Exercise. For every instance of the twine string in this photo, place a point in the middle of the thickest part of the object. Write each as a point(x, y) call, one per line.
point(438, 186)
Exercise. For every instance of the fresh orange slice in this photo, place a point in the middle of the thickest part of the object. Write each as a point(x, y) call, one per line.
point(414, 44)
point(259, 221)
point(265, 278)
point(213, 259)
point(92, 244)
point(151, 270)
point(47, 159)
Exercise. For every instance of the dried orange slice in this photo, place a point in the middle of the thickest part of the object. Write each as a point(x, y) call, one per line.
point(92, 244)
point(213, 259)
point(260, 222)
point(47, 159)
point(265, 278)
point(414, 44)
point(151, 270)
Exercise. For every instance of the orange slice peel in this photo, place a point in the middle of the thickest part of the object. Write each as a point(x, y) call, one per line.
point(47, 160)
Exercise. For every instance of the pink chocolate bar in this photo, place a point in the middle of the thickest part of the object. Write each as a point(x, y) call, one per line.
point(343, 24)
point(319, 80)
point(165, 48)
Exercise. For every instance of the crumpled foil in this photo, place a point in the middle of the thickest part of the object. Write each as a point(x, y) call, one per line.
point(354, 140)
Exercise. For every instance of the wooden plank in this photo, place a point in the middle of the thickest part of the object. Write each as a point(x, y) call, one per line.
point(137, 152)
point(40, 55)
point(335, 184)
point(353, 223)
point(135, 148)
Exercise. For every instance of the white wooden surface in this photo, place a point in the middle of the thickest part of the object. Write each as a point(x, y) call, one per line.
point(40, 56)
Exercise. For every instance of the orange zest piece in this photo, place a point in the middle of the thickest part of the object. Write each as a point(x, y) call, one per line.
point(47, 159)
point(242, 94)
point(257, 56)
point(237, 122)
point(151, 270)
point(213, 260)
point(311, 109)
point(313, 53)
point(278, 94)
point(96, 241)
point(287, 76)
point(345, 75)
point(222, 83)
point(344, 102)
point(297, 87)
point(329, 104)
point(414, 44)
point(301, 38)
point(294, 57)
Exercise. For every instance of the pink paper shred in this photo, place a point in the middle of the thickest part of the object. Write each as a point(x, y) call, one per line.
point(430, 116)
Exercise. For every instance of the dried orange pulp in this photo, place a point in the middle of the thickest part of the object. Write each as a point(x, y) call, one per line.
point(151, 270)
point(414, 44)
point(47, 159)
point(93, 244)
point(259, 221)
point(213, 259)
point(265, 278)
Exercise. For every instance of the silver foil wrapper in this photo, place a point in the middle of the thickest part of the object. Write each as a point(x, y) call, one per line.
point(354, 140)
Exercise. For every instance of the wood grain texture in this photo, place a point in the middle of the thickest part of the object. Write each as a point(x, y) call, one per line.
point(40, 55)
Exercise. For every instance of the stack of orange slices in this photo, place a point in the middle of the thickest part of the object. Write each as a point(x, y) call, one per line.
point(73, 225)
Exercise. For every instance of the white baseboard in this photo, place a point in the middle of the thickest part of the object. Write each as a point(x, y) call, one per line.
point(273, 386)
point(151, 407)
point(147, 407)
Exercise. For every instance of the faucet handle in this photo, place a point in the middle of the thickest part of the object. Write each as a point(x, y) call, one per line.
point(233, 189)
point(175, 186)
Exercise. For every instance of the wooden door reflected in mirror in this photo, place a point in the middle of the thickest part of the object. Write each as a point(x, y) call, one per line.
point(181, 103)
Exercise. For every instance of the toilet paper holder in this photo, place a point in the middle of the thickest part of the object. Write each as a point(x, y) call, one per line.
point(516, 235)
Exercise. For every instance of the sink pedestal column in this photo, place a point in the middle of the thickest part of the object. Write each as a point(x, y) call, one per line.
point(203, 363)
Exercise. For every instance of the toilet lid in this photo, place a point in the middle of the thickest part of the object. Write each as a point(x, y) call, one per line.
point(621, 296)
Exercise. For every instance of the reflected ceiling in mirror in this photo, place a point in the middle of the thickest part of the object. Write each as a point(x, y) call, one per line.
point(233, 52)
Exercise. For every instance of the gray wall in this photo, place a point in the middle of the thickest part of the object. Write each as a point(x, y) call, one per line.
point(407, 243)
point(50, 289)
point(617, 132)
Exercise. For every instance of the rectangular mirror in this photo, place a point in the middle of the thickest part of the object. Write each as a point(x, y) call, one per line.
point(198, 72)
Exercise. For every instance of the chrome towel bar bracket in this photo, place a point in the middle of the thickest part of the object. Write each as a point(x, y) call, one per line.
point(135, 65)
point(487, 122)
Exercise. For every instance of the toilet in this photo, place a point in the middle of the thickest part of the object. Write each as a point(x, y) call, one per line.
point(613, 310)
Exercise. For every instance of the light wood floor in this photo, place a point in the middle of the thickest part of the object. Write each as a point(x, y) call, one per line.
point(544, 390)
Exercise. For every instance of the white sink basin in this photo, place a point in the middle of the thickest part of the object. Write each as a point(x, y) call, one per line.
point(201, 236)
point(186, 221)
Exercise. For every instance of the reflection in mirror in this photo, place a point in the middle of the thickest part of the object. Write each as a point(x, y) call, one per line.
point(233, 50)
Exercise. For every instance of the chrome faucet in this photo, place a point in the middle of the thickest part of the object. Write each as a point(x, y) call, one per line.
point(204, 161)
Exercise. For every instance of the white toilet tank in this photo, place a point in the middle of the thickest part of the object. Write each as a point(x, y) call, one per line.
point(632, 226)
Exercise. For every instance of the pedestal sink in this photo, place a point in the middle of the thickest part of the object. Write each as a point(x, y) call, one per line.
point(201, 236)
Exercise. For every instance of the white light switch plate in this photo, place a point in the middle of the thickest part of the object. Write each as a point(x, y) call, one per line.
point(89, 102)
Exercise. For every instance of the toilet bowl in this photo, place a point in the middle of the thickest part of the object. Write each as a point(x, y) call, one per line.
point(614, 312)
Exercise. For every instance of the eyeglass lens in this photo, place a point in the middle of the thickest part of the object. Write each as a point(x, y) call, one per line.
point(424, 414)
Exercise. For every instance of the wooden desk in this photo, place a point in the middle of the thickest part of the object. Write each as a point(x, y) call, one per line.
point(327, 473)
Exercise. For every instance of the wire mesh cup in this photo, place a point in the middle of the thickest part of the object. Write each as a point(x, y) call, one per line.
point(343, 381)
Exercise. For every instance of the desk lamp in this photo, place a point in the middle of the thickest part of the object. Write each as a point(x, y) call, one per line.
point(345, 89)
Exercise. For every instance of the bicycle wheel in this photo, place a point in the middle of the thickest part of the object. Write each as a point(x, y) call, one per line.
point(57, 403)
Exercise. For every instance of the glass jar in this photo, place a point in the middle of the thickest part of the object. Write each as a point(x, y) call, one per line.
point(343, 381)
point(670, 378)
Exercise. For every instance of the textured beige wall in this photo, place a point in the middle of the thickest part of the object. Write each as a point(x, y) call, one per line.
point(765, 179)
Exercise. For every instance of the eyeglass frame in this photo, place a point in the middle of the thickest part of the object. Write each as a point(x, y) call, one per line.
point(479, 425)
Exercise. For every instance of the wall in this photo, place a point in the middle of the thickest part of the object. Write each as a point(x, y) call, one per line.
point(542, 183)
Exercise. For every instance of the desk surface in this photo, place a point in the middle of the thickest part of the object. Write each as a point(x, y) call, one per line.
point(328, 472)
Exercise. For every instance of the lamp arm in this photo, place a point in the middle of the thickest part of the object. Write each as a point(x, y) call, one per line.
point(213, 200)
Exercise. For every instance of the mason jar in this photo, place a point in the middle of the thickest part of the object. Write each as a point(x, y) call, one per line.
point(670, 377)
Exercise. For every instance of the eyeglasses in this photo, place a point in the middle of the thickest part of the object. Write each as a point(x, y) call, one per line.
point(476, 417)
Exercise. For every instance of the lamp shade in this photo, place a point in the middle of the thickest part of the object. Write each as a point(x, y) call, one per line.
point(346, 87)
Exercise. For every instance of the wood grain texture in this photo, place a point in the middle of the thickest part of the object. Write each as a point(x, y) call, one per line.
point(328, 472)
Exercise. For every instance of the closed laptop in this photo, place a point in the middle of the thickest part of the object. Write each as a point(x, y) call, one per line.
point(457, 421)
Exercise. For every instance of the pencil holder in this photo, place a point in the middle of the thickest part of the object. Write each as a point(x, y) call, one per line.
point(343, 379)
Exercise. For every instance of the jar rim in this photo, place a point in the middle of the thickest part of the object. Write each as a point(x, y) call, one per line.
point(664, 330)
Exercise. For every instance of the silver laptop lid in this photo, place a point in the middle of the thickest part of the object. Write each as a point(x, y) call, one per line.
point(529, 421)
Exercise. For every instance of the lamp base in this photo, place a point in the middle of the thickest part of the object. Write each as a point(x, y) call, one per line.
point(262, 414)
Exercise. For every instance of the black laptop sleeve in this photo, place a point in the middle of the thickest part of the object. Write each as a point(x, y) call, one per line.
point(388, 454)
+ + + + + + +
Recast the entries starting at the line containing "Exercise. For every instance of the sink" and ending at the line containing "point(203, 363)" as a JSON list of strings, with one string per line and blank lines omitted.

[
  "Exercise. For every instance of the sink pedestal column in this photo, place a point in the middle of the thickest part of the object. Write each as a point(x, y) call, one per line.",
  "point(203, 363)"
]